**EXERCISE DIRECTIONS**
Reproduce the material between the lines holding "Annotate the drywall" and "<point>458,319</point>", inclusive, and output only those lines. Keep the requests and their format samples unchanged, but multiply every coordinate in the answer points by 1.15 and round each result to a whole number, with halves rounded up.

━━━━━ LISTING

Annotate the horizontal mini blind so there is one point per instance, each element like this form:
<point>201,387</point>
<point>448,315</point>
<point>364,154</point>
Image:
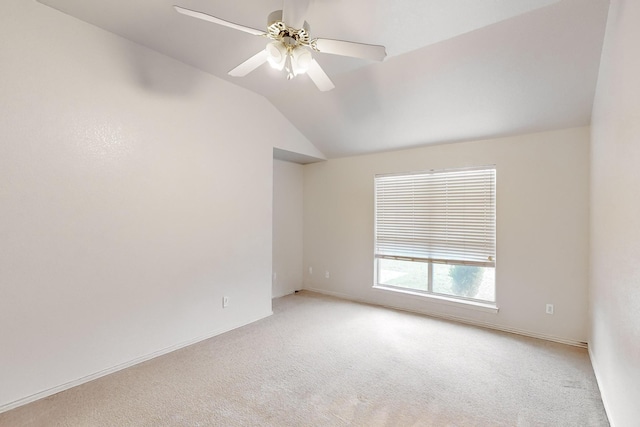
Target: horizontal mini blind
<point>438,216</point>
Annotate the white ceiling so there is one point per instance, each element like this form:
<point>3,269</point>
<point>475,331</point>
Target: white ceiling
<point>455,70</point>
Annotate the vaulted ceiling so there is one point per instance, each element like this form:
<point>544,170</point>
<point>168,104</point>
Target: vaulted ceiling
<point>455,70</point>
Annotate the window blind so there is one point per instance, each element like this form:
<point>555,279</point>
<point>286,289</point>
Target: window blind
<point>437,216</point>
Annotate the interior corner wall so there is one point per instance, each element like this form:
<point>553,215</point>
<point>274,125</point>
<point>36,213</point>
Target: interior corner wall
<point>287,227</point>
<point>614,343</point>
<point>542,229</point>
<point>133,197</point>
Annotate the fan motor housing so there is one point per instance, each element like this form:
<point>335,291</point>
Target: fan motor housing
<point>278,30</point>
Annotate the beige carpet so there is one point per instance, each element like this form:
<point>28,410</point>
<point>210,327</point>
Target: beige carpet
<point>321,361</point>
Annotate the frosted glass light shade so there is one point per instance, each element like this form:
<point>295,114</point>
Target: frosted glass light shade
<point>277,54</point>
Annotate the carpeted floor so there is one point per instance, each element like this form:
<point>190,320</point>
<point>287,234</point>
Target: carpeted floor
<point>321,361</point>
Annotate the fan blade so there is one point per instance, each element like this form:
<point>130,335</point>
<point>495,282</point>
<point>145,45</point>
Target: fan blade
<point>250,64</point>
<point>319,77</point>
<point>356,50</point>
<point>205,17</point>
<point>294,12</point>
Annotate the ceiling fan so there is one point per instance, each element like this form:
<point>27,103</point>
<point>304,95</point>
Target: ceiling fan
<point>291,45</point>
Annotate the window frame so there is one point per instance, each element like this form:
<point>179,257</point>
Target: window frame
<point>429,292</point>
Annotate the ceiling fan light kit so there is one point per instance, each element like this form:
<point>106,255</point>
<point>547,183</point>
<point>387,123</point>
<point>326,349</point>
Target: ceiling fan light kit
<point>289,48</point>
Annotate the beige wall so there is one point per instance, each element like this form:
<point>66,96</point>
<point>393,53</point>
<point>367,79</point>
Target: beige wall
<point>287,227</point>
<point>542,228</point>
<point>615,218</point>
<point>126,208</point>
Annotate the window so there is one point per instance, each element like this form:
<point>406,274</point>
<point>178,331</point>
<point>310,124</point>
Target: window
<point>435,233</point>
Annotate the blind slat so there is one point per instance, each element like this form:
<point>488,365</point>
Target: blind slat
<point>439,216</point>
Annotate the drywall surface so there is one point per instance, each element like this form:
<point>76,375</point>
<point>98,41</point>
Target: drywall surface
<point>542,225</point>
<point>615,218</point>
<point>287,227</point>
<point>135,192</point>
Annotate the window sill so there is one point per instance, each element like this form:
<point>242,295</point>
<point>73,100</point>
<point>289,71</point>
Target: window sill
<point>473,305</point>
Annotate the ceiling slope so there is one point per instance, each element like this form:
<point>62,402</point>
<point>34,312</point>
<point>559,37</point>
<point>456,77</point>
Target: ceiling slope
<point>456,69</point>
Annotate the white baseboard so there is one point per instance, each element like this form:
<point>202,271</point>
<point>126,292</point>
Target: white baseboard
<point>603,396</point>
<point>104,372</point>
<point>458,319</point>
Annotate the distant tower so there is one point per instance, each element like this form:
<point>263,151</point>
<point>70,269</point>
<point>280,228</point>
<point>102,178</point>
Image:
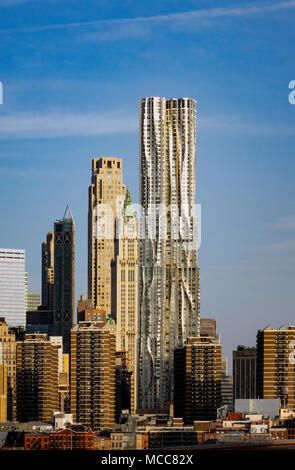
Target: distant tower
<point>105,191</point>
<point>13,286</point>
<point>47,299</point>
<point>197,378</point>
<point>64,277</point>
<point>92,375</point>
<point>36,378</point>
<point>125,290</point>
<point>244,373</point>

━━━━━━━━━━

**RESULT FOR THIS EXERCISE**
Annotate the drywall surface so there is one point per instance, each element like this form:
<point>76,375</point>
<point>98,41</point>
Target: drywall surface
<point>623,259</point>
<point>707,251</point>
<point>330,261</point>
<point>155,221</point>
Annotate the window sill so there is one point per instance, each element like this form:
<point>242,295</point>
<point>73,100</point>
<point>289,71</point>
Target: window sill
<point>544,351</point>
Annotate the ceiling slope so there is one point per instance, each element like this form:
<point>62,402</point>
<point>34,312</point>
<point>559,37</point>
<point>456,77</point>
Target: ceiling slope
<point>524,79</point>
Annotate the white baseboard so there is one point per instance, each element like this form:
<point>202,271</point>
<point>126,292</point>
Target: white baseboard
<point>693,455</point>
<point>120,428</point>
<point>527,367</point>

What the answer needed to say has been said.